--- Document excerpt ---
Johnathan McCullough is a GRAMMY®-nominated baritone, director, and educator whose career spans performances with opera houses in North America and Europe, including Opera Philadelphia, English National Opera, Komische Oper Berlin, Opéra de Lausanne, Wolf Trap Opera, Lyric Opera of Kansas City, and Pittsburgh Opera among others. As a director, his work has been recognized by The New York Times as “a pacesetter for cinematic opera.”
As a guest speaker, McCullough draws on his experience as a performer, director, and mentor to deliver clear, practical lectures on auditioning, performing under pressure, career development, and the realities of the music industry. His sessions focus on concrete strategies and best practices, giving artists tools they can put into action the very same day.
He has been invited to speak at institutions including The Curtis Institute of Music, Yale University, UCLA, YoungArts, Opéra de Montréal Young Artist Program, Lyric Opera of Kansas City Young Artist Program, Wolf Trap Opera, LaGuardia High School for the Arts, and Pacific Opera Victoria.
Most singers walk into auditions trying to be liked.
The singers who get remembered walk in knowing exactly what they’re there to communicate.
Baritone and director Johnathan McCullough reframes the audition not as an evaluation, but as a performance opportunity. Drawing on years of experience on both sides of the table, this session breaks down how casting panels actually listen, decide, and remember singers, and how small shifts in mindset, preparation, and presentation can dramatically change outcomes.
In this hour long lecture, young artists learn a clear, repeatable audition framework they can use for schools, companies, competitions, and summer programs. They will also gain practical tools for preparation that reduce anxiety and increase confidence, and a sharper understanding of how to stand out without trying to impress.

--- Supplied information ---
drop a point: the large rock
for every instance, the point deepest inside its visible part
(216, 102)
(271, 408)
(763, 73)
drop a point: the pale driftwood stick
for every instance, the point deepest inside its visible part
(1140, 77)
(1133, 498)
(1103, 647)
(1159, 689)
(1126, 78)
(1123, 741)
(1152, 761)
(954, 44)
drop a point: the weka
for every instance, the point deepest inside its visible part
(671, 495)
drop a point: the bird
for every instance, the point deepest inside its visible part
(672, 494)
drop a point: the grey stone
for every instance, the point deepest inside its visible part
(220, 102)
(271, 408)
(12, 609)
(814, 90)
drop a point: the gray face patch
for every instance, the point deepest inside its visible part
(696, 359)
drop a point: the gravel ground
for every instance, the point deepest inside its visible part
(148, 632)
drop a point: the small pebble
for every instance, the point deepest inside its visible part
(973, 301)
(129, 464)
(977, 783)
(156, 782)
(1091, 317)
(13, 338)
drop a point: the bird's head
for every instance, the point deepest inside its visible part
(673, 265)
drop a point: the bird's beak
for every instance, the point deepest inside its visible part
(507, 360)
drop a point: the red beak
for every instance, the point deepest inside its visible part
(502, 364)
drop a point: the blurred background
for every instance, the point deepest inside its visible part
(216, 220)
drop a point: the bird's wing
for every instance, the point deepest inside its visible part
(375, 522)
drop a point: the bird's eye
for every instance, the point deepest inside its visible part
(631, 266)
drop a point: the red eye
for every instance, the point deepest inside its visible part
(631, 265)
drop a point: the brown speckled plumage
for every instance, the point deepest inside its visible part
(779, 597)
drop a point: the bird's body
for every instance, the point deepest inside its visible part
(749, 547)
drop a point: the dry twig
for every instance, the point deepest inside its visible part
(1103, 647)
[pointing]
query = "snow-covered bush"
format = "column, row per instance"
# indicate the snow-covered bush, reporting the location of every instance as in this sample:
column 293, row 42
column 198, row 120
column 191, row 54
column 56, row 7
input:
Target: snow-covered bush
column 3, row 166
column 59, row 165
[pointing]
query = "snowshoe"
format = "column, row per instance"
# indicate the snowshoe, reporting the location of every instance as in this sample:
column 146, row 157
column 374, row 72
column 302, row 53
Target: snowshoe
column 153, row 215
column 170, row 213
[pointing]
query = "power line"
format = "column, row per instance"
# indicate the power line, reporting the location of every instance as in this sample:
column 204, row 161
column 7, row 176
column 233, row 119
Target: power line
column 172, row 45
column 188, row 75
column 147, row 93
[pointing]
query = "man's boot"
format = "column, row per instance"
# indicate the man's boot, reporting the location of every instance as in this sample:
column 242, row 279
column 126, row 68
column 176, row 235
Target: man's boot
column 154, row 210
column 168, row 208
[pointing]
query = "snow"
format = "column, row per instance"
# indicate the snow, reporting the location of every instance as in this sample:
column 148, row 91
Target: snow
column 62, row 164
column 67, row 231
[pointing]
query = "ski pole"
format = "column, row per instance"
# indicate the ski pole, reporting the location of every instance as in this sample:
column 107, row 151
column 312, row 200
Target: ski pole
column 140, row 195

--- Work to complete ---
1 – According to the profile of Johnathan McCullough, how long is his audition lecture?
2 – Please resume the profile of Johnathan McCullough, picking up after its final sentence.

--- Answers by item number ---
1 – It is an hour long.

2 –
Auditions aren’t about proving you belong.
They’re about showing who you already are.
Navigating the music industry can seem overwhelming at first, but it doesn’t need to be. In this lecture, Johnathan breaks down how to build the career you want using your unique artistic voice. He provides step by step guidance on how to conceive and bring creative projects to fruition and navigate the behind the scenes aspects of the music industry.
When the COVID-19 Pandemic hit, Johnathan shifted focus on how to keep creating art in a way that would engage new audiences and serve a social purpose. He pitched the idea for a new production of David T. Little’s Soldier Songs to Opera Philadelphia which would focus on increasing awareness of how PTSD manifests itself through the eyes of one particular veteran. The project that started as a stick figure drawing on a sticky note made it to the front page of the New York Times Arts Section along with features in The Wall Street Journal, The New Yorker, The Philadelphia Inquirer, Opera News, and Opera Wire among others. The film also landed the team GRAMMY® and International Opera Awards nominations and led to Johnathan becoming a member of the Recording Academy.